__Selected excerpt__.
Restrictions on pharmaceutical detailing reduced off-label prescribing of antidepressants and antipsychotics in children.

Health Aff (Millwood)

Aaron S. Kesselheim is an assistant professor of medicine at Harvard Medical School and director of the Program on Regulation, Therapeutics, and Law in the Division of Pharmacoepidemiology and Pharmacoeconomics, Department of Medicine, Brigham and Women's Hospital.

Published: June 2014

The treatment of pediatric depression is controversial because it includes substantial prescribing of drugs for uses that have not been approved by the Food and Drug Administration ("off label") and are not evidence based. Some academic medical centers (AMCs) restrict "detailing" by pharmaceutical sales representatives, or the promoting of drugs directly to physicians via sales calls, to reduce the effect of such marketing on physician prescribing. With data from thirty-one geographically diverse AMCs and their affiliated hospitals, we used a difference-in-differences model to estimate the effect of anti-detailing policies on off-label prescribing of antidepressants and antipsychotics by pediatricians and by child and adolescent psychiatrists in the period January 2006-June 2009. We found that after the introduction of such policies, prescriptions for off-label use of promoted drugs fell by 11 percent, consistent with the ongoing presence of off-label marketing to physicians. Prescriptions for on-label use of promoted drugs fell by 34 percent after the adoption of the policies. Conversely, prescriptions for on-label use of nonpromoted drugs rose by 14 percent, and those for off-label use of nonpromoted drugs rose by 35 percent. These results suggest that pharmaceutical sales representatives promoted drugs not approved for pediatric use and that policies that restrict detailing by those representatives reduced such off-label prescribing.

__Things to do__.
(a) In the abstract, decide whether each statement agrees with it, answering yes or no and quoting the deciding words: (i) the data came from thirty-one academic medical centers; (ii) prescriptions for off-label use of nonpromoted drugs fell after the policies were adopted; (iii) the study covered the period from January 2006 to June 2009.
(b) Rewrite the abstract from "Health Aff (Millwood)" to "and Women's Hospital.", renaming "Harvard Medical School" as "Yale School of Medicine".
Rely on the abstract alone and on nothing else.

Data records
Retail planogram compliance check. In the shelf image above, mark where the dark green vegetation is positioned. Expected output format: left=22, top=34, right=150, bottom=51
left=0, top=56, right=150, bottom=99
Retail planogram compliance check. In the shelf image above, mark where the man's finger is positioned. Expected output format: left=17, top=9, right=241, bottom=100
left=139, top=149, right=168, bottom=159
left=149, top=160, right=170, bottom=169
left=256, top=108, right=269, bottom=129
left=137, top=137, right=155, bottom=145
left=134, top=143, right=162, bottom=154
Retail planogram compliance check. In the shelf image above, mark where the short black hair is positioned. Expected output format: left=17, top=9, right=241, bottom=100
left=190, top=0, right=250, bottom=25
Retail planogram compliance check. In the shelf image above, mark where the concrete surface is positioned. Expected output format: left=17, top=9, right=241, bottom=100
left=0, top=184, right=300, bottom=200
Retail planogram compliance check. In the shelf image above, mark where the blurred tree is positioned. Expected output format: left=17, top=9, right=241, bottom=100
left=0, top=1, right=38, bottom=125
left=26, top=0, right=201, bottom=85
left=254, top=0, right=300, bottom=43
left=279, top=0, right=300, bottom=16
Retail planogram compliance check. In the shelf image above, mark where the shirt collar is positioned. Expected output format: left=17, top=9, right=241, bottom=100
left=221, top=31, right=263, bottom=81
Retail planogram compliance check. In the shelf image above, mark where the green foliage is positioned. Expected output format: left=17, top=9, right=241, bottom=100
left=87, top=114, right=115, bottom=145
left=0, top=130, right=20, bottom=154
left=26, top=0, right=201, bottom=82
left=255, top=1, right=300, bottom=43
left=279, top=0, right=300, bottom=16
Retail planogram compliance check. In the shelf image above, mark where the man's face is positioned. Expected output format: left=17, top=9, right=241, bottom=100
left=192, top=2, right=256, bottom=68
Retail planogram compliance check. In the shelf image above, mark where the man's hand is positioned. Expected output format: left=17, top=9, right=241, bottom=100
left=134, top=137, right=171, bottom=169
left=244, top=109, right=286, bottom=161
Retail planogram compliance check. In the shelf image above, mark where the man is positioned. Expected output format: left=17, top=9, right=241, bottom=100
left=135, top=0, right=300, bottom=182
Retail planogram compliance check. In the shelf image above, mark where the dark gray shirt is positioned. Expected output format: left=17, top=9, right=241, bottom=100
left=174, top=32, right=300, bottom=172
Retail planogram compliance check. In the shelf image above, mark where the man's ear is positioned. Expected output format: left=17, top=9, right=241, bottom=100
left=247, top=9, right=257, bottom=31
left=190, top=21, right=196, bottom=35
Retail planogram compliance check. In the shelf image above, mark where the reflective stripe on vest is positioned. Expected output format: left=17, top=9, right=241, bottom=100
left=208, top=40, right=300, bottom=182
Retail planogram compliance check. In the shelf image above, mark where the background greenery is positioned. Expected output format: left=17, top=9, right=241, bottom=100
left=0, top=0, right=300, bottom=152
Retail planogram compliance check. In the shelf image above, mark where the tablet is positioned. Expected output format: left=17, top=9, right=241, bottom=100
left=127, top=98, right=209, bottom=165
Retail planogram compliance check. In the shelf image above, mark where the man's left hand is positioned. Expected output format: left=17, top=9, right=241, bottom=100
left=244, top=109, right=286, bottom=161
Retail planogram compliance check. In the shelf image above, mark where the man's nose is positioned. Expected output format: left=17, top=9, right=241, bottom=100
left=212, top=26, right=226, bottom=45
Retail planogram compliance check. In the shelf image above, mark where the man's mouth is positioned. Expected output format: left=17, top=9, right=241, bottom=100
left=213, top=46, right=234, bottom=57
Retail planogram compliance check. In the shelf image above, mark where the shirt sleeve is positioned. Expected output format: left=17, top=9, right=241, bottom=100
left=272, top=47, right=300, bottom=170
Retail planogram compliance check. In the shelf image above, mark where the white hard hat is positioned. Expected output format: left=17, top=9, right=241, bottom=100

__Per-task outputs__.
(a)
(i) Yes: "With data from thirty-one geographically diverse AMCs and their affiliated hospitals"
(ii) No: "those for off-label use of nonpromoted drugs rose by 35 percent"
(iii) Yes: "in the period January 2006-June 2009"

(b)
Health Aff (Millwood)

Aaron S. Kesselheim is an assistant professor of medicine at Yale School of Medicine and director of the Program on Regulation, Therapeutics, and Law in the Division of Pharmacoepidemiology and Pharmacoeconomics, Department of Medicine, Brigham and Women's Hospital.